Begin Document segment
The prior art references disclose parameters for a cruciform
cross-section and FIG. 1 is essentially as shown therein.
The preparation of the polyester staple fiber is otherwise
conventional, involving the steps of melt-spinning polymer into
filaments, collecting the filaments into a tow, drawing the tow,
and applying a suitable coating to impart water-dispersible
characteristics. If low shrinkage is desired, the drawn filaments
are generally annealed.
Selection of an appropriate coating to promote water-dispersibility
is important, and more of such coating is generally required than
for comparable weights of fiber of round cross-section of similar
dpf, because of the larger surface area of the periphery of the
cruciform cross-section. It is especially important to provide good
boundary lubrication properties. For this reason, an ethoxylated
coating is preferred.
Suitable coatings are disclosed in Hawkins, U.S. Pat. Nos.
4,137,181, 4,179,543 and 4,294,883 and also in U.S. Ser. No.
842,789, also filed Mar. 27, 1986 in the names of van Issum and
Schluter, disclosing the use of a synthetic copolyester of
poly(ethylene terephthalate) units and poly(oxyalkylene) of groups
derived from a poly(oxyalkylene)glycol having an average molecular
weight in the range of 300 to 6,000, as disclosed, e.g. in
McIntyre, et al. U.S. Pat. Nos. 3,416,952, 3,557,039 and 3,619,269,
referred to therein; other useful segmented copolyesters are
disclosed in Raynolds U.S. Pat. No. 3,981,807; all these
disclosures are incorporated herein by reference.
Such polyester fiber is generally prepared first in the form of a
continuous filamentary uncrimped tow or, if extra bulk is required,
and a more three-dimensional matrix, the filaments may be provided
with mild wave-like undulations by a mild crimping-type process,
and the uncrimped or mildly wave-like filaments are cut to the
desired cut length, i.e. to form the water-dispersible fiber, which
is generally sold in the form of bales, or other packages of cut
fiber. Suitable cut lengths are generally from about 5 to about 90
mm (1/4 to 3 inches), generally up to 60 mm (21/2 inches), and of
length/diameter (L/D) ratio from about 100:1 to about 2000:1,
preferably about 150:1 to about 2000:1, it being an advantage of
the invention that good performance has been obtainable with
preferred water-dispersible fiber of the invention with an L/D
ratio higher than we have considered satisfactory with prior art
water-dispersible polyester fiber. A suitable denier per filament
is generally from about 0.5 to about 20. The coating is generally
present in amount about 0.04 to about 1.0% of the weight of fiber
(OWF%).
End Document segment
Begin Exercise material
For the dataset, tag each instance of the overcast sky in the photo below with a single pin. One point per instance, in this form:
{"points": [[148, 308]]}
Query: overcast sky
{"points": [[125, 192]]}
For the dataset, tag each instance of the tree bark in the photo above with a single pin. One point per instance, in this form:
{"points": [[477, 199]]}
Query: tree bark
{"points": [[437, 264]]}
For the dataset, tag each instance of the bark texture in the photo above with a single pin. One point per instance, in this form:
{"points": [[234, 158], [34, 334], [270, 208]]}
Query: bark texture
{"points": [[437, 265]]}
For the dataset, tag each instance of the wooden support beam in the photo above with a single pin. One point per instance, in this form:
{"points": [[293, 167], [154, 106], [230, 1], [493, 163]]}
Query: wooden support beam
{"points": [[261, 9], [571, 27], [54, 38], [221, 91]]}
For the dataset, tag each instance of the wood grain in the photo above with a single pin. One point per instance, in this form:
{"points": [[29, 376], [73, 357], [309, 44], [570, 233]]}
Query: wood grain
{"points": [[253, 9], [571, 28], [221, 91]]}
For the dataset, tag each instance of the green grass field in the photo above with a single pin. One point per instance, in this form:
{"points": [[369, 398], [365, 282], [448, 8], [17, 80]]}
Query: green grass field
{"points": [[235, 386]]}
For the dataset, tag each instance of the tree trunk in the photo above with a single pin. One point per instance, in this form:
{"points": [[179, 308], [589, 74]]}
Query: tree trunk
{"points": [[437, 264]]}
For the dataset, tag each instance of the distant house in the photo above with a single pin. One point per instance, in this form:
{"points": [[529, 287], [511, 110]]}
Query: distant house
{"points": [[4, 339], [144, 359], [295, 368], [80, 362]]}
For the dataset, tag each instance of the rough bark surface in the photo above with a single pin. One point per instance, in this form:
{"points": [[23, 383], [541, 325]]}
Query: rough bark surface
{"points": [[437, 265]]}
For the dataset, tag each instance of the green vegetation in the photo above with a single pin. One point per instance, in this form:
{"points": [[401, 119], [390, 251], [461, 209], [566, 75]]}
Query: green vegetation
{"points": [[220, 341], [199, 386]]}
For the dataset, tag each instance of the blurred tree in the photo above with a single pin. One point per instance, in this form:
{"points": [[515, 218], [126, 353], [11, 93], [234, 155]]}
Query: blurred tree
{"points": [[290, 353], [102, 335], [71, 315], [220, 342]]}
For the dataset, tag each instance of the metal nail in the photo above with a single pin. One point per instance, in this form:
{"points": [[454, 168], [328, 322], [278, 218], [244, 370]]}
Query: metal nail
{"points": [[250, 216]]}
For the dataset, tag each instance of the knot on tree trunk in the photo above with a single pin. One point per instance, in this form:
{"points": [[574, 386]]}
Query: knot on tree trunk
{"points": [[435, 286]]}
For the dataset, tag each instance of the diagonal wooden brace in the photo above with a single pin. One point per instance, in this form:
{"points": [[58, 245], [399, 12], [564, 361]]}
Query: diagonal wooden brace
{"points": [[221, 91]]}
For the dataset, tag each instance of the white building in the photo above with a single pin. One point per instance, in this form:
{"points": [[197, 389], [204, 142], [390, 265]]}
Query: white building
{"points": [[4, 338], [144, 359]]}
End Exercise material
Exercise instructions
A - Count the lines in the records that contain the word "green", and give only that number.
B - Continue the passage on water-dispersible polyester staple fiber above, starting right after its last sentence.

Expected outputs
A - 4

B -
There is also provided a process for preparing such
water-dispersible polyester fiber, comprising the steps of
melt-spinning the polyester into filaments of cruciform
cross-section, forming a tow of such filaments, drawing, and then
coating the filaments in the tow with such synthetic copolyester,
and, at an appropriate time, converting such coated filaments into
staple fiber.
The coating is preferably cured on the filaments by heating the
coating filaments, or the resulting staple fiber, if desired, to a
temperature of about 100.degree. to about 190.degree. C. to improve
durability.
The invention is further illustrated in the following Example, in
which all parts and percentages are by weight, unless otherwise
indicated, and OWF is (solids) "of weight of fiber". Reference is
made to several measurements of yarn properties, such as tensile
properties (tenacity and elongation-to break), which are measured
according to the methods described in Frankfort et al. U.S. Pat.
No. 4,134,882. It will be understood that other conditions can be
used e.g., other designs of orifice, such as are shown in the
art.
EXAMPLE
The following fibers, Fiber A, a comparison of round cross section,
and Fiber N, a fiber of the invention of cruciform cross section,
were both spun from poly(ethylene terephthalate) of intrinsic
viscosity 0.64, containing 0.3% TiO.sub.2 as a delusterant.
Fiber A was spun at 1600 ypm into filaments with conventional
radial air quenching using a 900 hole spinneret, with round holes
0.015 inches in diameter and capillary length of 0.030 inches, a
270.degree. C. block, and polymer throughput 68.2 pounds/hour.
Denier per filament was 3.67. Fiber A was then oriented by running
over a set of feed rools at 29.3 ypm, followed by a set of draw
rolls at 80.0 ypm, and delivered to a conveyer by puller rolls at
80.1 ypm. Between feed roll sections the filaments were treated in
a 45.degree. C. water bath. Between feed and draw rolls the rope
was sprayed with water at 98.degree. C. Between draw and puller
rolls a commercial water-dispersible coating (50/50 mixture of
potassium salt of mono and diacid phosphate esters of lauryl
alcohol/tallow alcohol ethoxylated with 25 moles of ethylene oxide)
was applied. The filaments were then relaxed free in an oven at
150.degree. C. for 6 minutes.
Fiber N was produced in a similar manner to Fiber A except that 625
filaments of 3.22 dpf and cruciform cross-section were spun through
capillaries as shown in FIG. 2, with block temperature 273.degree.
C., and throughput 42.9 pounds/hour. Roll speeds for the
orientation were feed rolls 32.1 ypm, draw rolls 80.2 ypm and
puller rolls 79.2 ypm, and a somewhat higher level of
water-dispersible coating was used to offset approximately 57%
higher surface area of the cruciform cross-section.
The properties of the drawn coated filaments are compared in Table
1.
TABLE 1 ______________________________________ Sample A N
______________________________________ Cross-section Round
cruciform dpf 1.47 1.56 coating OWF (%) 0.4 0.44 Boil-off shrinkage
(%) 1.0 0 Dry heat shrinkage 2.45 3.6 (196.degree. C.) (%) Tenacity
at break (g/d) 4.5 4.8 Elongation at break (%) 42 26 Tenacity at
0.93 0.93 2% elongation (g/d)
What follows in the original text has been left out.